Directions for this task - Recast every line of the records below as a Markdown table with the columns "Row" and "Record line", numbering the rows in order and omitting blank lines.

Collected data -

____

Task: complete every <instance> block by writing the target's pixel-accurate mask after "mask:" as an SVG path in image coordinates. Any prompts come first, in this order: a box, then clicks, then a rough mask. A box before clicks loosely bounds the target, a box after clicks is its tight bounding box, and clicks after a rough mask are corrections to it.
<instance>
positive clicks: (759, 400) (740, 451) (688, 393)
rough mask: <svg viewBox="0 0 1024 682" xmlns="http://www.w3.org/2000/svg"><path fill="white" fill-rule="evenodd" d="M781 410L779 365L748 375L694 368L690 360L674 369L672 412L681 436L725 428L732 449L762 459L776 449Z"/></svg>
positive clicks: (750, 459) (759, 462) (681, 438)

____

Written solution -
| Row | Record line |
|---|---|
| 1 | Task: complete every <instance> block by writing the target's pixel-accurate mask after "mask:" as an SVG path in image coordinates. Any prompts come first, in this order: a box, then clicks, then a rough mask. A box before clicks loosely bounds the target, a box after clicks is its tight bounding box, and clicks after a rough mask are corrections to it. |
| 2 | <instance> |
| 3 | positive clicks: (759, 400) (740, 451) (688, 393) |
| 4 | rough mask: <svg viewBox="0 0 1024 682" xmlns="http://www.w3.org/2000/svg"><path fill="white" fill-rule="evenodd" d="M781 410L779 365L748 375L694 368L690 360L674 369L672 412L681 436L725 428L732 449L762 459L776 449Z"/></svg> |
| 5 | positive clicks: (750, 459) (759, 462) (681, 438) |